***** DATA
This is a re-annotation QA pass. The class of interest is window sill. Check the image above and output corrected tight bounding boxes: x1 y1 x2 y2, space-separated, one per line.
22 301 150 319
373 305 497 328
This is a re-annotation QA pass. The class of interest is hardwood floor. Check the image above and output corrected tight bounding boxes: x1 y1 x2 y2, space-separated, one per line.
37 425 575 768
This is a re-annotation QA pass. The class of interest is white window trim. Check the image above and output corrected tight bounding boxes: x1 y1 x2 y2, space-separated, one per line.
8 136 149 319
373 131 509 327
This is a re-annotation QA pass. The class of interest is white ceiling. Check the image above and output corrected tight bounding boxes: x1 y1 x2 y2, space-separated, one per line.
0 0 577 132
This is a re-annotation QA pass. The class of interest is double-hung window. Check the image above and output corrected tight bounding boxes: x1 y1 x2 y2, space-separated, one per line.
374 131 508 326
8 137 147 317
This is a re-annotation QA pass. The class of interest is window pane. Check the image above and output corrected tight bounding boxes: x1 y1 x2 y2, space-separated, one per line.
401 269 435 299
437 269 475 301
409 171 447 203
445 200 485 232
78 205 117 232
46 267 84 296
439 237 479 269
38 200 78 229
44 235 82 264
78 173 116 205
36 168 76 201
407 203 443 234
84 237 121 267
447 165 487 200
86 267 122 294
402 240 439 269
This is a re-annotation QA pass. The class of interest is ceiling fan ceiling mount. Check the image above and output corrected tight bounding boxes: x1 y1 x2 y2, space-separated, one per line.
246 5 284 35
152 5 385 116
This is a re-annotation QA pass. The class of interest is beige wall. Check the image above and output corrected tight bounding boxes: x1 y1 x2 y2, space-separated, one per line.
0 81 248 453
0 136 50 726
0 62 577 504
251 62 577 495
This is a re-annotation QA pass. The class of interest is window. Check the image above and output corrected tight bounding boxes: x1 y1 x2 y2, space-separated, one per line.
**********
Starting with the first line of the records and going on through the line with "373 305 497 328", set out those lines as a numbered list, leaving out any blank lines.

> _EXERCISE RESPONSE_
1. This is a re-annotation QA pass. The class of interest is window sill. Check the image above and output corrected tight bounding boxes: x1 y1 x2 y2, space-separated, one per line.
2. 22 301 150 319
3. 373 305 497 328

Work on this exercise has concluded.